### The problem
Find every line in the material below that contains the word "white", and copy each such line in full. Treat uppercase and lowercase as different.

### The data
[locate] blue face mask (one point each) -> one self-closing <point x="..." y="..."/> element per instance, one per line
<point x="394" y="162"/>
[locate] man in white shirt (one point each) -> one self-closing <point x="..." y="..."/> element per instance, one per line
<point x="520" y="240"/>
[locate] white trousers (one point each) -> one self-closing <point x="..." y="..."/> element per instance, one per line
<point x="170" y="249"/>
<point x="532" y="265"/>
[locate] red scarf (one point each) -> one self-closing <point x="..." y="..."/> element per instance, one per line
==
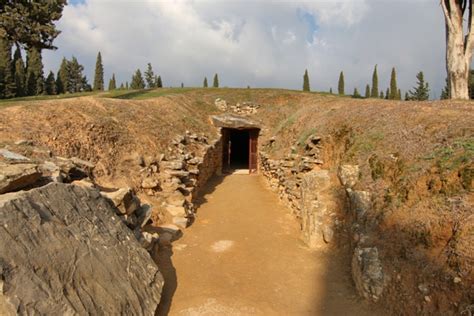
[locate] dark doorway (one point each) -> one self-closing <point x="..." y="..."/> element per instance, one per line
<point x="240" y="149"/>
==
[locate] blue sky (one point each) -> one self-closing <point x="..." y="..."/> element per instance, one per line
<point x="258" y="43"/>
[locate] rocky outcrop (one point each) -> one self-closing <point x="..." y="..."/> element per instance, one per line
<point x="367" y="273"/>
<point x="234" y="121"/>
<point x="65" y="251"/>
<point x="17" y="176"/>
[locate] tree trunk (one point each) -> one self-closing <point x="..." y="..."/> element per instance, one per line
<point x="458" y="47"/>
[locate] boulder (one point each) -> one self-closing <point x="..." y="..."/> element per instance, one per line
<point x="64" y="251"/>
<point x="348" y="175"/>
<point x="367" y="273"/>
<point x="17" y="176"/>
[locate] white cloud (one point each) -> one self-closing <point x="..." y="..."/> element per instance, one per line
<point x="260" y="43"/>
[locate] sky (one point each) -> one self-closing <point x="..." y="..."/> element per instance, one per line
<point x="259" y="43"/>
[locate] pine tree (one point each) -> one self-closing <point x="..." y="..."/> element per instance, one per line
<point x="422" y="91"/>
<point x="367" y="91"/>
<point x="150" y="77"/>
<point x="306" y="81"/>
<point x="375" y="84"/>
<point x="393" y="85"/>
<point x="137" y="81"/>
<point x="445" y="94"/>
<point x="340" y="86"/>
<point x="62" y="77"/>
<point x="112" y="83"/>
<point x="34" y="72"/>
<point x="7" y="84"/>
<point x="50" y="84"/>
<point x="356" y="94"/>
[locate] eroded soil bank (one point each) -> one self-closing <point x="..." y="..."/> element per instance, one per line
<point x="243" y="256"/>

### Solution to this problem
[locate] man in white shirt (one point each) -> one self-closing <point x="..." y="..."/> element per instance, one per line
[locate] white trousers (one point each) -> one self-closing <point x="..." y="..."/> element per instance, one per line
[locate] white cloud (one point each) -> one self-closing <point x="..." y="..."/> element per instance, one per line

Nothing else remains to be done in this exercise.